-- Start of Material for this task --

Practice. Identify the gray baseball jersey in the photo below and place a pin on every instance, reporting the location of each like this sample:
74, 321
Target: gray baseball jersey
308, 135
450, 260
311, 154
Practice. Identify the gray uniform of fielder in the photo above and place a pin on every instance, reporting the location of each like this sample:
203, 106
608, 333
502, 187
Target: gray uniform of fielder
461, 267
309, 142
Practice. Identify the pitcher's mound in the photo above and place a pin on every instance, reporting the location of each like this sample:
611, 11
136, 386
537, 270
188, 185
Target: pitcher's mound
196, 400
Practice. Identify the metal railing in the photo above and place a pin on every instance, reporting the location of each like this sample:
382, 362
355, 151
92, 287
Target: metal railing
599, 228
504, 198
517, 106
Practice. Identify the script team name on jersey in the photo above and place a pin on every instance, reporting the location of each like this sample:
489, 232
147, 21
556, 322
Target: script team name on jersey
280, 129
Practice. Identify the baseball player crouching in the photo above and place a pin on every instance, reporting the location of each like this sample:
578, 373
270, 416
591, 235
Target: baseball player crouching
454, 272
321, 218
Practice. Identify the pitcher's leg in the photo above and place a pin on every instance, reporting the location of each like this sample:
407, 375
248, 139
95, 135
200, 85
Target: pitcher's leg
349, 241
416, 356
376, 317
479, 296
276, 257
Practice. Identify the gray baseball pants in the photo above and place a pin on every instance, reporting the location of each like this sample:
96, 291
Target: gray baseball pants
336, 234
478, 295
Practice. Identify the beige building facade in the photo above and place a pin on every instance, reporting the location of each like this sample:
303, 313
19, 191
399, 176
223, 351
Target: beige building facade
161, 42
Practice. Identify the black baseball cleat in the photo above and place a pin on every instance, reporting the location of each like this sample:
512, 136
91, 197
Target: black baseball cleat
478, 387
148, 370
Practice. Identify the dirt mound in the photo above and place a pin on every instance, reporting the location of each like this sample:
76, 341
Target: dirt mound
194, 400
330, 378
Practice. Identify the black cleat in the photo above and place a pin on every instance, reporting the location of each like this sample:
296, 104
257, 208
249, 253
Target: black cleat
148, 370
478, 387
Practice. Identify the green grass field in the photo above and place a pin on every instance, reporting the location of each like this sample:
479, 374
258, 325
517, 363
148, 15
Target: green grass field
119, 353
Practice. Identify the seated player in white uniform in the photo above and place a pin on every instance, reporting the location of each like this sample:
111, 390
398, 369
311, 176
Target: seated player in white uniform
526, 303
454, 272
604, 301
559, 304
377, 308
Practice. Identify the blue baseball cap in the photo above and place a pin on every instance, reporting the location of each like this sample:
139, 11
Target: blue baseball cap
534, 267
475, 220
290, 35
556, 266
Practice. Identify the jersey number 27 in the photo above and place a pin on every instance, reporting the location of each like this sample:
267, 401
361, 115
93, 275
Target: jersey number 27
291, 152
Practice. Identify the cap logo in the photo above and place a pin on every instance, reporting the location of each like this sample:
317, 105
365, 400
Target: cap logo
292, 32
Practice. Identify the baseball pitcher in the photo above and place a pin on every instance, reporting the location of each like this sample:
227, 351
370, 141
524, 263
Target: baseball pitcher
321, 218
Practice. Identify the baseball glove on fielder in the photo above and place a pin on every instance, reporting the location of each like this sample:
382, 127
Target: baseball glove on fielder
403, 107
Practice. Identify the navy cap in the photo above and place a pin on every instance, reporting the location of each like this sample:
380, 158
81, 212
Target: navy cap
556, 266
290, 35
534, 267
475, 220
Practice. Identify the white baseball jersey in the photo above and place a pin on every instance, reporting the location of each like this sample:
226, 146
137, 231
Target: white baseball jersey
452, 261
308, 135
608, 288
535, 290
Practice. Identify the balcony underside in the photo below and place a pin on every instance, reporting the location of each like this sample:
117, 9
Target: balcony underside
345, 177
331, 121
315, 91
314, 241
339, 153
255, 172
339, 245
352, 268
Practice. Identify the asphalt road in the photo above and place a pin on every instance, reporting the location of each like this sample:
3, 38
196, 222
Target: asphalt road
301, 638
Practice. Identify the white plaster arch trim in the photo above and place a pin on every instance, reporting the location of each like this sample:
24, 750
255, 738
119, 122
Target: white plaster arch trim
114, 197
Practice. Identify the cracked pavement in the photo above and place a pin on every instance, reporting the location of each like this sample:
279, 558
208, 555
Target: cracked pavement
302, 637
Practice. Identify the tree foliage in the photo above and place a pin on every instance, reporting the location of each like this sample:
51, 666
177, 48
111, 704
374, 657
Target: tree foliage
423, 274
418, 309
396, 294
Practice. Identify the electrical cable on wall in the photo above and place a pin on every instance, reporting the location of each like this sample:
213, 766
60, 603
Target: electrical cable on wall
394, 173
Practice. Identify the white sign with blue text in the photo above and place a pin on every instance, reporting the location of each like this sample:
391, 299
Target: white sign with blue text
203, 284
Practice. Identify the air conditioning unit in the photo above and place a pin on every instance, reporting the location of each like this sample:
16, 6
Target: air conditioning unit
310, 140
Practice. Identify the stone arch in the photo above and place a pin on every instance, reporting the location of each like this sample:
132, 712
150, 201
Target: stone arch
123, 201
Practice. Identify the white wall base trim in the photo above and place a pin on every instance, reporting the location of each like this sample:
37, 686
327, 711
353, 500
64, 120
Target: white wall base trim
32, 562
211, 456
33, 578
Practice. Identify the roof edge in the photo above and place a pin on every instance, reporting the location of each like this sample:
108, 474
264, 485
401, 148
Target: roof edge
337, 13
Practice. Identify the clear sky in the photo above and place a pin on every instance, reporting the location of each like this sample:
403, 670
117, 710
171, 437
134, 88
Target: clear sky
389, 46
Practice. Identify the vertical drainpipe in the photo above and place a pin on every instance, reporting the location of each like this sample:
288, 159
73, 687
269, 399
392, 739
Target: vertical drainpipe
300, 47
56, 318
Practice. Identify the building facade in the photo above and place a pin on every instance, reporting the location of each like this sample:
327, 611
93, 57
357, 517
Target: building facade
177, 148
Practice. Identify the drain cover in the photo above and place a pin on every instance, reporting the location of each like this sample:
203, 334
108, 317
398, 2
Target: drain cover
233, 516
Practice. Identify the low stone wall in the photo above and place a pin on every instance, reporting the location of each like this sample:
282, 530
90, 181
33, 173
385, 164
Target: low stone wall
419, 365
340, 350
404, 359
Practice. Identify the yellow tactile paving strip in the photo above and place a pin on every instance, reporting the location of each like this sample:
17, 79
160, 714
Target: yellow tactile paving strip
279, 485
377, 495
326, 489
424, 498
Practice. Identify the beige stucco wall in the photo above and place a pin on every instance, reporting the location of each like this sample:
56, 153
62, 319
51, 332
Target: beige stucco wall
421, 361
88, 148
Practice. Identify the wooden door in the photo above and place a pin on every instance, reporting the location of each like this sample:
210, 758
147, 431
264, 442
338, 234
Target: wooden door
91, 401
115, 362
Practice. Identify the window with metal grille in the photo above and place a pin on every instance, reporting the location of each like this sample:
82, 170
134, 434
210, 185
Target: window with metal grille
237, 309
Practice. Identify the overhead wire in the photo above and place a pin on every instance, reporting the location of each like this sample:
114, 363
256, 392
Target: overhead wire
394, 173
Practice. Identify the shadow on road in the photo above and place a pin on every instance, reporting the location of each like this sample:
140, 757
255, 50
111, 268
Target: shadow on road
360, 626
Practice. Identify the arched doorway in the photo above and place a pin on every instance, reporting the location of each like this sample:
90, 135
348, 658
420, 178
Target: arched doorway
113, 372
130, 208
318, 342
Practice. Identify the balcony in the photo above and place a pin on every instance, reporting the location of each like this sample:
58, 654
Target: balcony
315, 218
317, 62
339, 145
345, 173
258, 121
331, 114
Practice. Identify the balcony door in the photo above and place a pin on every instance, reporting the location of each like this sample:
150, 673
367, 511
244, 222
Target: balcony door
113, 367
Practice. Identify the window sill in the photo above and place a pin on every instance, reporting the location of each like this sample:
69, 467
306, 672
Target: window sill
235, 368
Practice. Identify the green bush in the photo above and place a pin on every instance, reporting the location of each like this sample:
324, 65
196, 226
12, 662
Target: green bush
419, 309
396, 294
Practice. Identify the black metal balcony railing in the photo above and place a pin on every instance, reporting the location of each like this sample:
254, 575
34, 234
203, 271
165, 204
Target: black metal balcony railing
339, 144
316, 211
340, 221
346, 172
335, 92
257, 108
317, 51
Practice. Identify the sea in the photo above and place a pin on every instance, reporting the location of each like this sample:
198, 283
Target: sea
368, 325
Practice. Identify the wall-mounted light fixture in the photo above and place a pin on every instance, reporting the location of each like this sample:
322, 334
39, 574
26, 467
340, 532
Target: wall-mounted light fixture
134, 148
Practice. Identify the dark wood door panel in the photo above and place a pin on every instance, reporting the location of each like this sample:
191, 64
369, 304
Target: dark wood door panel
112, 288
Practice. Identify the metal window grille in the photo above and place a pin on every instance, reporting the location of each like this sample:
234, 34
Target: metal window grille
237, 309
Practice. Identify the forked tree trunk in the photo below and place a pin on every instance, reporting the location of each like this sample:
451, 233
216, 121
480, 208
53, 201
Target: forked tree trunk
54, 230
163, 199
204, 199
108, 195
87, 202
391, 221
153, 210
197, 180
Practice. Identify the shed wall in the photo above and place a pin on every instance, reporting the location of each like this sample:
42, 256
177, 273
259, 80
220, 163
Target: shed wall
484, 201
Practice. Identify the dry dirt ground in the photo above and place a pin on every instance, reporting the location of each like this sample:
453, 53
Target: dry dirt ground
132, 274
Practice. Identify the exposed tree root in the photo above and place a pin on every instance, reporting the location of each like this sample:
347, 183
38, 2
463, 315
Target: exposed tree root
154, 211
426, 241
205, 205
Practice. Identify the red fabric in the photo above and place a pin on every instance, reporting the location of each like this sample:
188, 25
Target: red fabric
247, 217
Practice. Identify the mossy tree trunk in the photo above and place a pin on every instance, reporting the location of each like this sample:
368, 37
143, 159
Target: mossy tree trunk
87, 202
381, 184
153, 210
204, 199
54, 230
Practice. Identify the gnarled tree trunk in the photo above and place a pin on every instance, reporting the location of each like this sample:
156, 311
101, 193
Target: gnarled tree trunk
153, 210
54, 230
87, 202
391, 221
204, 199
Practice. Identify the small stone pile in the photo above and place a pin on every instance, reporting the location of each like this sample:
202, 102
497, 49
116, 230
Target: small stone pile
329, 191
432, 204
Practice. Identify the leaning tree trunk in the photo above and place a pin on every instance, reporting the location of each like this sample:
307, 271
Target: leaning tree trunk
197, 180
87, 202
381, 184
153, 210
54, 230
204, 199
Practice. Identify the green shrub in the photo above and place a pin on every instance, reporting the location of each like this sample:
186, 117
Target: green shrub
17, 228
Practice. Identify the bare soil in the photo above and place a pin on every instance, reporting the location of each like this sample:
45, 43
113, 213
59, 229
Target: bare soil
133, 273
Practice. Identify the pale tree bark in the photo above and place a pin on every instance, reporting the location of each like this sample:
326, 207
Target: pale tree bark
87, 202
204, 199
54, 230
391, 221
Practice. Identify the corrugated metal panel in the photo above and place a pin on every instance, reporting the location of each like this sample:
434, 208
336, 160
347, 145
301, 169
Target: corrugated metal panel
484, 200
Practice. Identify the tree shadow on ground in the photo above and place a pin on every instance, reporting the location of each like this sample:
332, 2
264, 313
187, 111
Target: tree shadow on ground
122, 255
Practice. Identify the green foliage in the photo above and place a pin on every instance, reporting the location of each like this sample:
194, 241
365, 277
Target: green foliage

-- End of Material for this task --

**Directive**
Beginning at the line where "Practice. Identify the leaning" appears, extract each line through the end of the data above; keep them exact and include nothing else.

**Answer for this exercise**
Practice. Identify the leaning tree trunk in the photo above and place a pin on every instance, reporting the location of each like this sample:
307, 271
Target: leaning tree trunk
197, 180
87, 202
381, 184
153, 210
54, 230
204, 199
Practice. Identify the green shrub in the photo above and place a pin on every instance, reporting the location of each like this sample:
186, 117
Target: green shrub
17, 228
Practice. Identify the bare soil in the photo above and place a pin on every instance, reporting the location of each like this sample:
45, 43
113, 213
59, 229
Target: bare soil
133, 273
Practice. Identify the pale tree bark in the photo above and place a pin on every instance, reporting the location of each like this sample:
326, 207
Target: pale tree bark
87, 202
204, 199
54, 230
391, 221
Practice. Identify the corrugated metal panel in the photo above and place a pin on every instance, reporting the location of each like this sample:
434, 208
336, 160
347, 145
301, 169
Target: corrugated metal panel
484, 200
Practice. Identify the tree shadow on ground in the photo above and place a pin on every instance, reporting the location of each like this sample:
332, 2
264, 313
187, 111
Target: tree shadow on ground
122, 255
Practice. Identify the green foliage in the photo above and place a pin on every instance, reporting the location of each like this sample:
194, 241
365, 277
Target: green foliage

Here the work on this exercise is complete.